**Requirement:** Return the text of all the rows below word for word, and leave the pictures out of your answer.

**Record excerpts:**
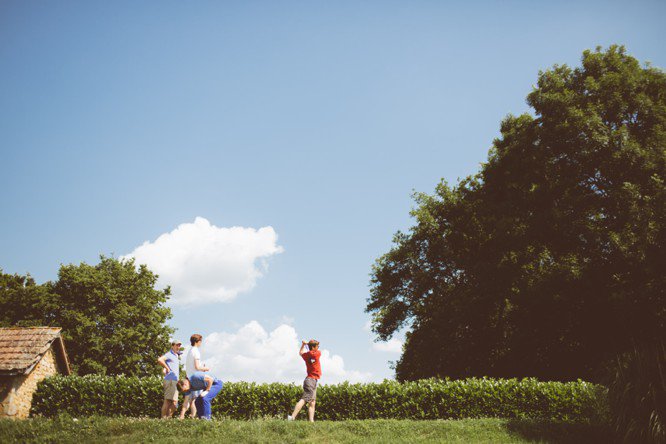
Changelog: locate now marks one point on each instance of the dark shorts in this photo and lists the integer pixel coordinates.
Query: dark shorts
(309, 390)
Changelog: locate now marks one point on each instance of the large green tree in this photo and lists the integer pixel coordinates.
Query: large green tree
(113, 318)
(550, 261)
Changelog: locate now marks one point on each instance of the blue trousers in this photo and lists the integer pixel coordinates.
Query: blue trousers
(203, 402)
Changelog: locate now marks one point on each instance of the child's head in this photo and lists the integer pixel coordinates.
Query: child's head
(183, 385)
(195, 339)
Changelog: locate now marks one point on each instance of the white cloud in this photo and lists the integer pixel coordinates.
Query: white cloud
(253, 354)
(393, 345)
(204, 263)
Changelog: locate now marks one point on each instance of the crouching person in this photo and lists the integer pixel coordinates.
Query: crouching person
(211, 387)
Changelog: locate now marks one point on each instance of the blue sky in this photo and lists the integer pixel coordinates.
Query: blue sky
(121, 121)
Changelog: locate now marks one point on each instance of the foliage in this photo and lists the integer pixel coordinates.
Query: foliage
(427, 399)
(638, 395)
(546, 263)
(113, 319)
(96, 429)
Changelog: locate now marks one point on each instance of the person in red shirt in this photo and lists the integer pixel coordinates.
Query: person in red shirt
(313, 367)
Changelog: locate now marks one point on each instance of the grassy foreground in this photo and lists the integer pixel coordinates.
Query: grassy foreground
(98, 429)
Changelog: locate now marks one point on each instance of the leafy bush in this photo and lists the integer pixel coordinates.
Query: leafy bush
(424, 399)
(638, 395)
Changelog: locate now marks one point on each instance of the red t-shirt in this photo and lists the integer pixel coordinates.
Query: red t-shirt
(311, 359)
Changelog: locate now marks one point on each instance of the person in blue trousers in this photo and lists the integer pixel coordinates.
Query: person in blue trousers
(211, 387)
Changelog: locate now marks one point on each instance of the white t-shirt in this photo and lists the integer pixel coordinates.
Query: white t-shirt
(192, 356)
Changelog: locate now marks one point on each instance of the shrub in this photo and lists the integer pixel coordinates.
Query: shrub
(424, 399)
(638, 395)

**Reply to the task:**
Changelog: locate now marks one point on each instance of the dark shorts in this photo and lists the integer pixel coordinates.
Query: dark shorts
(309, 390)
Changelog: locate now marks one point on each instance of the large green tree in this photo and lists the integer pixel coordinates.
Query: large green tree
(113, 318)
(550, 261)
Changelog: locate now marks one point on each instance of the blue trousers in this photo and lists the integer pixel coordinates.
Query: blue trousers
(203, 402)
Changelog: locate now marks one point on each instance of the child's head in this photo and lists the integer pixel coordinates.
Query: child's head
(183, 385)
(195, 339)
Changelog: locate now marks one point on each instance of the white cloud in this photo and lists the integer pixel coordinates.
Query: white cloud
(253, 354)
(393, 345)
(204, 263)
Changelog: locate now marks one point on each instance of the crouching person in this photo and lists the integer pixel coordinates.
Query: crouching person
(211, 387)
Changelog: locate now marks one point on each instance of the blue sky in this photo and lists the integer pixel coordinates.
Query: blue sky
(121, 121)
Changelog: locate now marks one point on each instance of the foliage in this photo and lists the integer pixel coordinates.
Query: foliage
(427, 399)
(638, 395)
(546, 263)
(113, 319)
(96, 429)
Changelog: locate now marks one point on each instance of the person in red shirt in this photo and lists the integer pixel coordinates.
Query: person in red shirt
(313, 367)
Changelog: locate now marks one point on each instance of the grassy foreground in this photo and lists the integer pixel coordinates.
Query: grassy foreground
(98, 429)
Changelog: locate now marks one point on each instance of the leafy bush in this photo and lists the integer pixel coordinates.
Query: leafy bush
(424, 399)
(638, 395)
Changelog: locate now marks one point on each instance of the red t-shirt in this photo and lists the integer pixel coordinates.
Query: red t-shirt
(311, 359)
Changelog: locate now marks one point on each instance of the person in blue trousers in this photo and lists the integer pixel coordinates.
Query: person in blue trousers
(211, 387)
Changelog: locate now marks one point on each instance of the white t-shirt in this photo and lists the integer pixel coordinates.
Query: white t-shirt
(192, 356)
Changelog: locate now marks one point on each instance of the shrub in this photo and lists the integer pixel coordinates.
Query: shrub
(424, 399)
(638, 395)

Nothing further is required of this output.